#### Assigned task
Please give back, word for word, each line from the start of the entries through the one in which "Target: black club suit symbol" is found.

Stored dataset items

▽

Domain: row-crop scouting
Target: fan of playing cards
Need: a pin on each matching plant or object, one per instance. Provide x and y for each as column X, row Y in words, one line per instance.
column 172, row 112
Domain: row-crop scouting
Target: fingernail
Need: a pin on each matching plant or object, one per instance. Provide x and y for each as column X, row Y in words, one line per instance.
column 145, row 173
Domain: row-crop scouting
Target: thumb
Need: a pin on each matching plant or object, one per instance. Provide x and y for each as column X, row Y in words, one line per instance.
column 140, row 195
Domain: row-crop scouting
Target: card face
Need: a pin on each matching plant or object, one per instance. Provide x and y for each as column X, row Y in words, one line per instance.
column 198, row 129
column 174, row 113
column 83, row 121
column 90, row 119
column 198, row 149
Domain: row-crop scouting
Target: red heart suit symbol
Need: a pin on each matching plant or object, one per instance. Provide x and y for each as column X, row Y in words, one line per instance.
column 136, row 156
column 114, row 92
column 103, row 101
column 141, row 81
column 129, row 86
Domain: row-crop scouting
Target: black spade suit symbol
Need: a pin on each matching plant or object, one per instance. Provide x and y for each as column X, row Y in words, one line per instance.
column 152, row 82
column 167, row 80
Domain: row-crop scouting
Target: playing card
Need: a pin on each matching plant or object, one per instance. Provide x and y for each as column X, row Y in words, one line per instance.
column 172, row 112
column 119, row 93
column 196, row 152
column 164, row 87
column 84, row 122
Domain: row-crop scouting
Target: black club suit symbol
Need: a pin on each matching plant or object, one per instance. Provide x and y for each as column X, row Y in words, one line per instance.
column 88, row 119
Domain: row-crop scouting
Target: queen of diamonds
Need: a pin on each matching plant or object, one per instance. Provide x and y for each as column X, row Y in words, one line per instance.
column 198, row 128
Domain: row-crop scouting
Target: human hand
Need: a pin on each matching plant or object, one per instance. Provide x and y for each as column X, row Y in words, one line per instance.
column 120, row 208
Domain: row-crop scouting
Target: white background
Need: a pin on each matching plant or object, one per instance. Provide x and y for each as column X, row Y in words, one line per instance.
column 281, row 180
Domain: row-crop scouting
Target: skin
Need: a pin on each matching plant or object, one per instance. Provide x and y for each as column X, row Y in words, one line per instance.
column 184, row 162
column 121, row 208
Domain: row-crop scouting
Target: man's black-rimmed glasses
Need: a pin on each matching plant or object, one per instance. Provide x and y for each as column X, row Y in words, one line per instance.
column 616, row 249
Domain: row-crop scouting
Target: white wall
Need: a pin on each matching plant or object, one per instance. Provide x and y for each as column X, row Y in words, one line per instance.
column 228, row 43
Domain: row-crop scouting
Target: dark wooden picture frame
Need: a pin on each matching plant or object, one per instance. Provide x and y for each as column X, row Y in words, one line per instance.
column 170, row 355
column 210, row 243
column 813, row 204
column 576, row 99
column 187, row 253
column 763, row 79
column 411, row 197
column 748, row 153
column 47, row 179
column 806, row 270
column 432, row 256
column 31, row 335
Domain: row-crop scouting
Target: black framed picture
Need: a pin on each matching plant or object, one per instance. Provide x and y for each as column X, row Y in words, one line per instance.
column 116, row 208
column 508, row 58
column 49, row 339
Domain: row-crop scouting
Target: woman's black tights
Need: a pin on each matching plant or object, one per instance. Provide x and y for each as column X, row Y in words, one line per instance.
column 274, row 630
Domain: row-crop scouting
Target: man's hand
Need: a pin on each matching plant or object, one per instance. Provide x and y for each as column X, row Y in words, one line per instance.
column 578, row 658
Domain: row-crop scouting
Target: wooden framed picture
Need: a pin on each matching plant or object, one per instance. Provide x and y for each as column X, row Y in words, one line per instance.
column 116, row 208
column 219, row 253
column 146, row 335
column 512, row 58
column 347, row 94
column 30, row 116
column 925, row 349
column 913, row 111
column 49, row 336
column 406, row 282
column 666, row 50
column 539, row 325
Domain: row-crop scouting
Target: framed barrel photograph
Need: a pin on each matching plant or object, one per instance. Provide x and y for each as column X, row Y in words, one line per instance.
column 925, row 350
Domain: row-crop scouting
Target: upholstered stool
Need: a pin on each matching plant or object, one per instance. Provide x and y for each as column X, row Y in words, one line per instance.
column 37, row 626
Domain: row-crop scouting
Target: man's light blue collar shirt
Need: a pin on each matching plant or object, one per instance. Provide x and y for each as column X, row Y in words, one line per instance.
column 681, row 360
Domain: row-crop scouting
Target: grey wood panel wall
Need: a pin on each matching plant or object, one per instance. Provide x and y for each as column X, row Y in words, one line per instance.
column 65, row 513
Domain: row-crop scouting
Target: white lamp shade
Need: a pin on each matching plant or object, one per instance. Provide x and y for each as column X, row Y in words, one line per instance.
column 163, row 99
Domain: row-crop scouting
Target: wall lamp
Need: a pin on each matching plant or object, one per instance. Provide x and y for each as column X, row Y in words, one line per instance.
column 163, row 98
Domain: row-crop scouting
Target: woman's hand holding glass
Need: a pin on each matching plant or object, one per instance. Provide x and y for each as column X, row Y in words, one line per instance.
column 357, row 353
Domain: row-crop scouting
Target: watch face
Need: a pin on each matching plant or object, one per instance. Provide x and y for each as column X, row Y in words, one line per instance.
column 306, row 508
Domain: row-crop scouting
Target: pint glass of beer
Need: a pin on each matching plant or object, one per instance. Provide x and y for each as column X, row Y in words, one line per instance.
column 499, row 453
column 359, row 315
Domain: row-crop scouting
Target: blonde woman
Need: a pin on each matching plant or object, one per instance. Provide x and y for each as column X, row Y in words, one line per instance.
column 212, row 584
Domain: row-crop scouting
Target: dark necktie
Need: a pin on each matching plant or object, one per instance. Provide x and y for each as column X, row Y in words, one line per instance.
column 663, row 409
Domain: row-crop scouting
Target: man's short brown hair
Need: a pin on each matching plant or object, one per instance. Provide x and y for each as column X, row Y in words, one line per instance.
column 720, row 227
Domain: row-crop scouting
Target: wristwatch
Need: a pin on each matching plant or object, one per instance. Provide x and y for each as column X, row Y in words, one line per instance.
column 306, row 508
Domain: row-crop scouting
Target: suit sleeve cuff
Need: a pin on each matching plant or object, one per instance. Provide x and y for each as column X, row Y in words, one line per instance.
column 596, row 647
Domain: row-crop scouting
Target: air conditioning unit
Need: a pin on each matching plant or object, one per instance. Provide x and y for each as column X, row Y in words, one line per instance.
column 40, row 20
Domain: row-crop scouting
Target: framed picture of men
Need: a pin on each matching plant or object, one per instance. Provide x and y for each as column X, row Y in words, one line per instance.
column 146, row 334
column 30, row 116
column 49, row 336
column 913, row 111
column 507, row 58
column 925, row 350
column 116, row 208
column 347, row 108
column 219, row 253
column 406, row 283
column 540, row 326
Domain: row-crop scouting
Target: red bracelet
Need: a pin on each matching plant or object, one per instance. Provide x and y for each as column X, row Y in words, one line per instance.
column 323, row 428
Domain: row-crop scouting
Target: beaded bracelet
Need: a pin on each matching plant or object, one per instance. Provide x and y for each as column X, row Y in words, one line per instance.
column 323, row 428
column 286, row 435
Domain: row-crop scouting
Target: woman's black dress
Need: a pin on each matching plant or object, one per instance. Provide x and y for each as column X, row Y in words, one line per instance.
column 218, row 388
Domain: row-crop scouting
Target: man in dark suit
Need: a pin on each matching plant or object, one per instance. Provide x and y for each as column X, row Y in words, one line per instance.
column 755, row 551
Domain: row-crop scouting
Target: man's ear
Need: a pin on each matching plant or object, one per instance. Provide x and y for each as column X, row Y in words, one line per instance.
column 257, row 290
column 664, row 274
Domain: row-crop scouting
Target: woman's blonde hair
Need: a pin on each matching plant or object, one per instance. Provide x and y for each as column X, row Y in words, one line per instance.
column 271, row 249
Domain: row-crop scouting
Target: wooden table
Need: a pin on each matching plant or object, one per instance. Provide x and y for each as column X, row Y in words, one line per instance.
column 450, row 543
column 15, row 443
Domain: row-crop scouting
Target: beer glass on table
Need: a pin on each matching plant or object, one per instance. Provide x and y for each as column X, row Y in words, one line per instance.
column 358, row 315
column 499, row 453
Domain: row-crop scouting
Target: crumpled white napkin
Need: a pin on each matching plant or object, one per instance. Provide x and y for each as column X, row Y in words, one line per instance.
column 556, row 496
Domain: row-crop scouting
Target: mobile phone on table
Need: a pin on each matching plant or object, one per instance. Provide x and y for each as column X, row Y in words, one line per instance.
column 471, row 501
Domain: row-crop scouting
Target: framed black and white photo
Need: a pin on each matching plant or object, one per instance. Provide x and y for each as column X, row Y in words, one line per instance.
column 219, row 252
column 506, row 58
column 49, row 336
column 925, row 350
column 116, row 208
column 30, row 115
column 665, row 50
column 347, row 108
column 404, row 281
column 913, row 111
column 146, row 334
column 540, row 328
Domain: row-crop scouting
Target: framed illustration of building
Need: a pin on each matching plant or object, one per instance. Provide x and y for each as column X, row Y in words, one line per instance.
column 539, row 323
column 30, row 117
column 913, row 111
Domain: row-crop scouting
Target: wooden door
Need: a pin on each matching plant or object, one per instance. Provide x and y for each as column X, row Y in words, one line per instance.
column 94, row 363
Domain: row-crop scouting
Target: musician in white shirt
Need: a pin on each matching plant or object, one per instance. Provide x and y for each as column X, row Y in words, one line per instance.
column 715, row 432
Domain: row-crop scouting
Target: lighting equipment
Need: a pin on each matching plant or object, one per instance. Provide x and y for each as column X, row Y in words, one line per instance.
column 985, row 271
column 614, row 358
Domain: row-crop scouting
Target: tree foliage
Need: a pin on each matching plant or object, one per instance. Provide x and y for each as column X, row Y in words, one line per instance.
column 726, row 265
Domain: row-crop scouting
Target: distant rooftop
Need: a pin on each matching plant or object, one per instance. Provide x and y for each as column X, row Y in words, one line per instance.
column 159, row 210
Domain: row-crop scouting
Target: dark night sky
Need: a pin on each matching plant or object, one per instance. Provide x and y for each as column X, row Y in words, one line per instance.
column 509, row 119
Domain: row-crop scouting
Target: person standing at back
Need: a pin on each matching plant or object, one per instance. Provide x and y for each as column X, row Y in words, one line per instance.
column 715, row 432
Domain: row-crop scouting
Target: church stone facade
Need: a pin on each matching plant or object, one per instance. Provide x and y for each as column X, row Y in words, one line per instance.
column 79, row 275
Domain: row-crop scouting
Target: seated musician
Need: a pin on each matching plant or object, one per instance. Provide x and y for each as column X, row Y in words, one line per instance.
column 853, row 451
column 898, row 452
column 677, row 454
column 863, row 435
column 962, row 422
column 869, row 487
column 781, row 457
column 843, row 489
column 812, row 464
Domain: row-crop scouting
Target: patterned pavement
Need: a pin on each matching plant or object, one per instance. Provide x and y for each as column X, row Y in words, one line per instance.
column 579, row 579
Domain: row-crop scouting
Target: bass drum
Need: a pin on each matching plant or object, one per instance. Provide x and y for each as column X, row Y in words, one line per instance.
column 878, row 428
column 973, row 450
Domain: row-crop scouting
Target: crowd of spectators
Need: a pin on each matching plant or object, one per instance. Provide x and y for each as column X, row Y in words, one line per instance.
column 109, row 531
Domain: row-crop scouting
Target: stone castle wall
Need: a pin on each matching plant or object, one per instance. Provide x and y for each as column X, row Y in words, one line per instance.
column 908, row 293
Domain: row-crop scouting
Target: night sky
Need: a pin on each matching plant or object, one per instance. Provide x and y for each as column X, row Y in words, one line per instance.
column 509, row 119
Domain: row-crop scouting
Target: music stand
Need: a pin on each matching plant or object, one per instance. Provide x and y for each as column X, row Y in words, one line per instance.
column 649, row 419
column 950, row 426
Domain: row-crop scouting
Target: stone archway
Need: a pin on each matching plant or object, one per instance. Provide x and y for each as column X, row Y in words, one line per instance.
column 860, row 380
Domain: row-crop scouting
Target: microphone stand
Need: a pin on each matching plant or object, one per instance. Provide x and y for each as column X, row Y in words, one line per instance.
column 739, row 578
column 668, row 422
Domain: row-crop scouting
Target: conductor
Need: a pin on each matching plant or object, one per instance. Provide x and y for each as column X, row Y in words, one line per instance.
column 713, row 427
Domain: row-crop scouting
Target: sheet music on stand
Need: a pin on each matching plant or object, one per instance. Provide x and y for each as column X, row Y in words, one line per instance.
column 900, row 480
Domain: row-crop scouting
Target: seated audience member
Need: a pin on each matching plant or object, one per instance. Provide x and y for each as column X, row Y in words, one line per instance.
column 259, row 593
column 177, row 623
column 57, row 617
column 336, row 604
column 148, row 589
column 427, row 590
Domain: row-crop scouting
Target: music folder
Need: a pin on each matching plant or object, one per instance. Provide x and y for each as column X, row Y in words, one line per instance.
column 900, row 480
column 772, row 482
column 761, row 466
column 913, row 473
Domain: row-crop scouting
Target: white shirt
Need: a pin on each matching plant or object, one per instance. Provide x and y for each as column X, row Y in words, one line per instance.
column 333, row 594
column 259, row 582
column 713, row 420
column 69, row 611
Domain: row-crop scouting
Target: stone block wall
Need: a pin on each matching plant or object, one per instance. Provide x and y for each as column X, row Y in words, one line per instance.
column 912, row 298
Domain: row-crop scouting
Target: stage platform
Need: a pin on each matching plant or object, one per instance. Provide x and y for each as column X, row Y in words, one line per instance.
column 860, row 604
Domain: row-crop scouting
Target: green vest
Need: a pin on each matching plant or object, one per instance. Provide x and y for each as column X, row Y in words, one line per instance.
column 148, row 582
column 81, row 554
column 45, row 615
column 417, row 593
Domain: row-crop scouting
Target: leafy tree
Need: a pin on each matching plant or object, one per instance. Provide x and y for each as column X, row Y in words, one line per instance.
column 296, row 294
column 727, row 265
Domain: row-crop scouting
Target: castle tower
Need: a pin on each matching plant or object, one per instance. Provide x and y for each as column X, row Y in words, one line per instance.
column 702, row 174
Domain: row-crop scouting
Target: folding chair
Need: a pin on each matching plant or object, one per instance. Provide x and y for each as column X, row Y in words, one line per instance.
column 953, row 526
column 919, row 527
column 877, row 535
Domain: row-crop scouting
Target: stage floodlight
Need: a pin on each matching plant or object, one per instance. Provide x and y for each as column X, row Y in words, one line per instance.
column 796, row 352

△

#### Written solution
Domain: row-crop scouting
Target: fan of playing cards
Need: a pin on each matching plant or object, one per instance. Provide x and y for each as column X, row Y in words, one line per instance.
column 172, row 112
Domain: row-crop scouting
Target: fingernail
Need: a pin on each matching plant or object, one per instance. Provide x and y for each as column X, row Y in words, one line per instance.
column 145, row 173
Domain: row-crop scouting
Target: thumb
Need: a pin on each matching plant or object, one per instance. Provide x and y for each as column X, row Y in words, one line per instance.
column 140, row 195
Domain: row-crop scouting
Target: card face
Need: a pin on each matching plant or object, one per instance. Provide x and y for each as column X, row Y in words, one line per instance.
column 198, row 129
column 174, row 113
column 83, row 121
column 90, row 119
column 198, row 149
Domain: row-crop scouting
Target: red heart suit symbol
Need: a pin on each matching plant or object, one per instance. Provide x and y for each as column X, row Y in words, one line per instance.
column 136, row 156
column 114, row 92
column 103, row 101
column 141, row 81
column 129, row 86
Domain: row-crop scouting
Target: black spade suit symbol
Need: a pin on each matching plant or object, one per instance. Provide x and y for each as column X, row Y in words, one line per instance.
column 152, row 82
column 167, row 80
Domain: row-crop scouting
Target: playing card
Need: a pin on each matching plant or object, one per instance. Provide x and y for each as column X, row Y in words, one line per instance.
column 172, row 112
column 119, row 93
column 196, row 152
column 164, row 87
column 84, row 122
Domain: row-crop scouting
Target: black club suit symbol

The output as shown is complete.